▶ BRANO DA LEGGERE

************

Repubblica 18.1.16
I dubbi del Quirinale sulle unioni civili. Le modifiche del governo
Pronti gli emendamenti dell’esecutivo per evitare equiparazioni col matrimonio vietate dalla Consulta
di Claudio Tito
ROMA.
«I costituenti tennero presente la nozione di matrimonio che stabiliva
(e tuttora stabilisce) che i coniugi dovessero essere persone di sesso
diverso». Questa frase negli ultimi giorni sta rimbombando nelle sale di
tutti i palazzi della politica. Da Palazzo Chigi al Quirinale, dalla
Camera al Senato. E in una certa misura li sta scuotendo. Provocando
allarmi e riflessioni.
In molti si stanno chiedendo quanto potrà
incidere nell’esame della nuova legge sulle unioni civili. Il cosiddetto
testo Cirinnà. Che a fine mese sarà all’esame dell’aula di Palazzo
Madama. Dopo un travagliatissimo iter e quasi in contemporanea con la
riedizione del “Family day” del prossimo 30 gennaio. Perché a
pronunciare quella frase non è stato un oscuro senatore. Ma la Corte
costituzionale, nella sentenza emessa nell’aprile del 2010.

************

▶ RIGHE DEI DATI
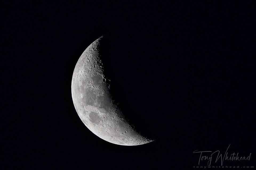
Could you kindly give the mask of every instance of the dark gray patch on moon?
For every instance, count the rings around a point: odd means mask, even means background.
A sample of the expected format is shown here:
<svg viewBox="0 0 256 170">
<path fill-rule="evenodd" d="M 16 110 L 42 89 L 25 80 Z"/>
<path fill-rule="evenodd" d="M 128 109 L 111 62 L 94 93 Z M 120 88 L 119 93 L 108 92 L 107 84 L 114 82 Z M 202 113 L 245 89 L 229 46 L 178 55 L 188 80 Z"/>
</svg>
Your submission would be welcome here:
<svg viewBox="0 0 256 170">
<path fill-rule="evenodd" d="M 89 115 L 90 120 L 93 123 L 98 124 L 101 122 L 101 116 L 99 113 L 92 112 Z"/>
<path fill-rule="evenodd" d="M 88 90 L 85 93 L 87 97 L 86 103 L 91 106 L 94 106 L 96 99 L 96 94 L 92 90 Z"/>
</svg>

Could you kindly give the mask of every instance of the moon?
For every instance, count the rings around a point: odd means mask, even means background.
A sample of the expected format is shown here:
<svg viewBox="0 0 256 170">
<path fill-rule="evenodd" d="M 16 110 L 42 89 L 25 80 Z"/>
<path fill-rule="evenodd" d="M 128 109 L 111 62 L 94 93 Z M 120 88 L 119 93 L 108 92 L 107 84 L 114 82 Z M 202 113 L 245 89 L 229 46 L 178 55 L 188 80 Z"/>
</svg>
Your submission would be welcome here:
<svg viewBox="0 0 256 170">
<path fill-rule="evenodd" d="M 132 146 L 151 142 L 129 124 L 109 92 L 99 54 L 102 37 L 87 47 L 75 65 L 71 92 L 76 110 L 88 129 L 108 142 Z"/>
</svg>

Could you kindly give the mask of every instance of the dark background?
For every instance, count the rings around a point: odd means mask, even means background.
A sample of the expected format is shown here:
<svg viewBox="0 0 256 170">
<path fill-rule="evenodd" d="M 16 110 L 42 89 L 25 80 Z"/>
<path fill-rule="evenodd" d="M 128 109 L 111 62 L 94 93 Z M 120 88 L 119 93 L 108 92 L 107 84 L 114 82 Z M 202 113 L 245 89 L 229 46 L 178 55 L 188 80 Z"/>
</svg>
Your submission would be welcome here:
<svg viewBox="0 0 256 170">
<path fill-rule="evenodd" d="M 229 144 L 251 160 L 224 165 L 256 166 L 253 1 L 5 1 L 2 169 L 187 169 L 198 165 L 193 151 L 224 155 Z M 74 69 L 102 36 L 113 95 L 152 142 L 109 143 L 76 113 Z"/>
</svg>

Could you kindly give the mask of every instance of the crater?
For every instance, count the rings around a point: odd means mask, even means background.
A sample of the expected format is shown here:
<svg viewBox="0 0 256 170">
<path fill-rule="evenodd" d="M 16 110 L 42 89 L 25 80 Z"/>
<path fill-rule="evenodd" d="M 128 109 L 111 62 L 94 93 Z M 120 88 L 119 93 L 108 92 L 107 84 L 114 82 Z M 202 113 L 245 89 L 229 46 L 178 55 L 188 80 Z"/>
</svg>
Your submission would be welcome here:
<svg viewBox="0 0 256 170">
<path fill-rule="evenodd" d="M 92 112 L 90 113 L 89 116 L 90 120 L 94 124 L 98 124 L 101 121 L 101 117 L 98 113 Z"/>
</svg>

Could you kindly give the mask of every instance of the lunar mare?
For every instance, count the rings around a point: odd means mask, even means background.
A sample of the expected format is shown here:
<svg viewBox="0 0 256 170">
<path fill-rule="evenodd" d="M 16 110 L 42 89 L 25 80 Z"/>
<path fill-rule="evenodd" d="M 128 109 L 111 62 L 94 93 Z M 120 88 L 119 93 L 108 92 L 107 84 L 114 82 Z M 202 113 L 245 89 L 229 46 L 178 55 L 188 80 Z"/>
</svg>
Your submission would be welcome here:
<svg viewBox="0 0 256 170">
<path fill-rule="evenodd" d="M 151 142 L 129 124 L 109 92 L 99 54 L 102 37 L 86 49 L 74 70 L 71 91 L 77 112 L 91 131 L 108 142 L 126 146 Z"/>
</svg>

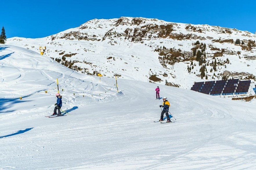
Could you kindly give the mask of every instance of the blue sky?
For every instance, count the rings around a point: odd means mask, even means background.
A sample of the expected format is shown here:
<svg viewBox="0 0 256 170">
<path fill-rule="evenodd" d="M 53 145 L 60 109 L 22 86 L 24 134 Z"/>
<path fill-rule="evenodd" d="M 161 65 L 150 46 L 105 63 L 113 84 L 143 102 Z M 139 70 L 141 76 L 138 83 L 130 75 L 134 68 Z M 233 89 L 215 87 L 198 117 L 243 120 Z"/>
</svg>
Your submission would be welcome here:
<svg viewBox="0 0 256 170">
<path fill-rule="evenodd" d="M 255 0 L 3 1 L 0 27 L 4 27 L 7 38 L 44 37 L 95 18 L 121 17 L 157 18 L 256 32 Z"/>
</svg>

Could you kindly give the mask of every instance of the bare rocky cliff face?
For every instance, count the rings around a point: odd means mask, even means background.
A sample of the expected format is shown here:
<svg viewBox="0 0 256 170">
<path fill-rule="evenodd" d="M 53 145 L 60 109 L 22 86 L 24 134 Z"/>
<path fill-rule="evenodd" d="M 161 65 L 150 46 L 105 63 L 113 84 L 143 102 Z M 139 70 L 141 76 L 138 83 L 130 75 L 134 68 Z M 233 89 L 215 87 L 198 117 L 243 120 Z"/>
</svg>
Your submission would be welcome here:
<svg viewBox="0 0 256 170">
<path fill-rule="evenodd" d="M 35 43 L 24 38 L 8 40 L 36 51 L 37 46 L 46 45 L 46 56 L 91 75 L 100 72 L 186 88 L 194 81 L 224 76 L 256 76 L 256 36 L 235 28 L 121 17 L 94 19 Z"/>
</svg>

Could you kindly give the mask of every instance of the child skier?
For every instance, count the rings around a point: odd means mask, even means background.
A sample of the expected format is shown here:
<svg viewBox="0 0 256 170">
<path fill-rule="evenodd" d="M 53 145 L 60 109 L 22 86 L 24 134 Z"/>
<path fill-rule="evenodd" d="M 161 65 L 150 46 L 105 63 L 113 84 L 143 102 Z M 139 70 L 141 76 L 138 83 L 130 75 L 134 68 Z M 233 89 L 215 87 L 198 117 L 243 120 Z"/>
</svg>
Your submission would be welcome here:
<svg viewBox="0 0 256 170">
<path fill-rule="evenodd" d="M 53 115 L 55 115 L 57 114 L 57 109 L 58 109 L 58 115 L 57 116 L 61 116 L 61 113 L 60 109 L 61 108 L 62 105 L 62 101 L 61 100 L 61 98 L 62 96 L 61 96 L 59 93 L 58 93 L 55 95 L 56 97 L 57 97 L 57 103 L 55 103 L 55 107 L 54 108 L 54 110 L 53 111 Z"/>
<path fill-rule="evenodd" d="M 165 115 L 167 117 L 167 122 L 166 123 L 169 122 L 171 122 L 170 117 L 169 117 L 168 114 L 168 112 L 169 110 L 169 107 L 170 106 L 170 103 L 167 100 L 167 98 L 166 97 L 164 97 L 163 98 L 163 105 L 160 105 L 159 106 L 160 107 L 164 107 L 162 112 L 161 112 L 161 117 L 160 118 L 160 120 L 159 120 L 159 121 L 163 121 L 164 120 L 164 114 L 165 113 Z"/>
<path fill-rule="evenodd" d="M 159 87 L 157 86 L 157 87 L 156 89 L 155 90 L 156 91 L 156 95 L 157 96 L 157 99 L 158 98 L 159 99 L 160 98 L 160 97 L 159 96 L 159 92 L 160 91 L 160 89 L 159 89 Z M 157 95 L 158 95 L 158 98 L 157 98 Z"/>
</svg>

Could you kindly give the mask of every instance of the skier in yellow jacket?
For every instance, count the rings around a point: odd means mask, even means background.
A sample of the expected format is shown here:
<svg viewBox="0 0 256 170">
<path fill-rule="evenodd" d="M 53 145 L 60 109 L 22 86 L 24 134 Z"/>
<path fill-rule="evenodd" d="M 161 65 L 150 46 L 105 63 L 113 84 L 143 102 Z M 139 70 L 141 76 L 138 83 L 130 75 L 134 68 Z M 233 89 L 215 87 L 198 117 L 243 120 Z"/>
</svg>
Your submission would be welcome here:
<svg viewBox="0 0 256 170">
<path fill-rule="evenodd" d="M 164 114 L 165 113 L 165 115 L 167 117 L 167 123 L 169 122 L 171 122 L 170 117 L 169 117 L 168 112 L 169 110 L 169 107 L 170 106 L 170 103 L 168 100 L 167 100 L 167 98 L 166 97 L 164 97 L 163 98 L 163 105 L 160 105 L 159 106 L 160 107 L 164 107 L 162 112 L 161 112 L 161 117 L 160 120 L 159 120 L 159 121 L 163 121 L 164 120 Z"/>
<path fill-rule="evenodd" d="M 40 53 L 41 55 L 43 55 L 46 50 L 46 47 L 45 46 L 44 47 L 42 47 L 41 46 L 39 47 L 39 50 L 40 50 Z"/>
</svg>

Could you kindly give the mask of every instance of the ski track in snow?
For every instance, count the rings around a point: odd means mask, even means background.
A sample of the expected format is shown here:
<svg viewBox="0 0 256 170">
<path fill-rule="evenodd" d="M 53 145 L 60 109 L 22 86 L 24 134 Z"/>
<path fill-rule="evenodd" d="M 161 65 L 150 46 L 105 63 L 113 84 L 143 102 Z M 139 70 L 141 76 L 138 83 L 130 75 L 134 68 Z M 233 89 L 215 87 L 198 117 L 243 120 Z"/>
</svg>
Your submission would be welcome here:
<svg viewBox="0 0 256 170">
<path fill-rule="evenodd" d="M 177 122 L 154 123 L 163 102 L 155 99 L 157 85 L 118 79 L 118 93 L 114 78 L 73 77 L 50 60 L 47 68 L 35 69 L 43 68 L 32 59 L 39 55 L 19 51 L 0 60 L 10 64 L 14 57 L 18 65 L 27 54 L 34 66 L 21 64 L 21 76 L 0 84 L 0 169 L 256 168 L 255 102 L 158 85 Z M 10 66 L 0 65 L 0 75 L 7 75 L 2 67 Z M 70 111 L 50 119 L 44 116 L 53 112 L 57 78 L 61 109 Z"/>
</svg>

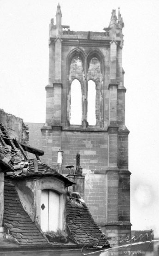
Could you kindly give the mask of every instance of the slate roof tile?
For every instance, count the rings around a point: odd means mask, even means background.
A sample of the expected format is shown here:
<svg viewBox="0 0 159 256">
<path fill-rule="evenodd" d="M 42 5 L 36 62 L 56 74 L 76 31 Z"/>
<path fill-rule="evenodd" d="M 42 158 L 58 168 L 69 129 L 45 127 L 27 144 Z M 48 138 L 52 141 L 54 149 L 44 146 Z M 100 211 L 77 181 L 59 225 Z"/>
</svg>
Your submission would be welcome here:
<svg viewBox="0 0 159 256">
<path fill-rule="evenodd" d="M 9 179 L 5 180 L 4 195 L 4 222 L 9 233 L 21 245 L 48 244 L 42 233 L 23 208 L 14 184 Z"/>
<path fill-rule="evenodd" d="M 67 223 L 71 237 L 78 244 L 103 246 L 107 240 L 94 221 L 88 208 L 82 200 L 68 196 Z"/>
</svg>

************

▶ LAVORO RICHIESTO
Per ciascuna affermazione indica con sì o no se concorda con l’articolo sulle unioni civili, citando alla lettera le parole dell’articolo che lo stabiliscono.
(a) La frase sul matrimonio tra persone di sesso diverso è stata pronunciata da un senatore.
(b) Il testo Cirinnà sarà esaminato dall’aula di Palazzo Madama a fine mese.
(c) La sentenza della Corte costituzionale citata risale al 2010.

▶ RISPOSTA
(a) No: «a pronunciare quella frase non è stato un oscuro senatore. Ma la Corte costituzionale»
(b) Sì: «a fine mese sarà all’esame dell’aula di Palazzo Madama»
(c) Sì: «nella sentenza emessa nell’aprile del 2010»